Indian English: Indian English represents the group of English dialects spoken in the Republic of India. It varies in terms of the proficiency in acquisition, regional or mother tongue and ethnic background of the users. The regional or geographical variation among these English dialects is great, given the presence of over 120 major languages in the country. The Standard IndianEnglish accent generally refers to the kind spoken at the upper end of the society with higher prestige, intelligibility and educational level. It is used as a standard for education, media and communication. Its phonological features reflect a certain degree of influence from Hindi and other Indian languages, whereas Indian English vocabulary has been loaned/taken from Portuguese, Hindi, Bengali, Arabic, Persian and Sanskrit.
Task 1)

→ **PROVIDED MATERIAL**:

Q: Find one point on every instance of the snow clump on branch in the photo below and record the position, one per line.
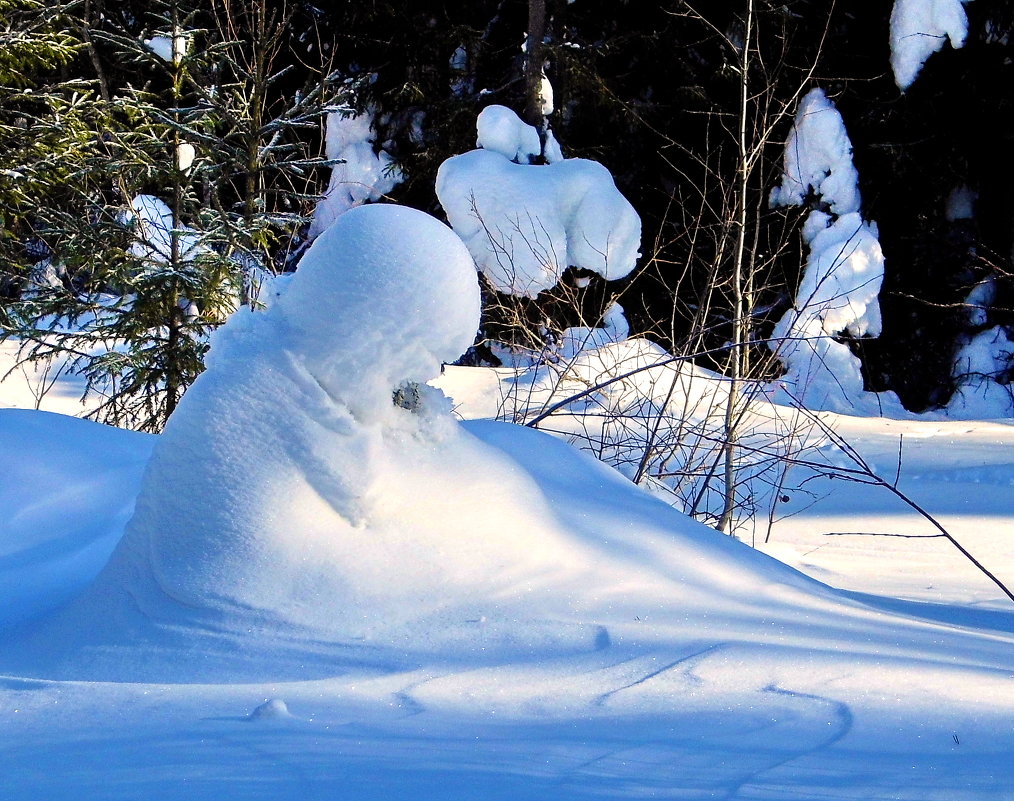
(918, 29)
(524, 224)
(838, 293)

→ **GOALS**:
1. In the Indian English passage, which languages are named as sources of Indian English vocabulary?
2. According to the Indian English passage, why is the regional or geographical variation among Indian English dialects so great? Answer in one to three sentences.

→ **SOLUTIONS TO EACH TASK**:
1. Portuguese, Hindi, Bengali, Arabic, Persian and Sanskrit.

2. The variation is great because India has over 120 major languages.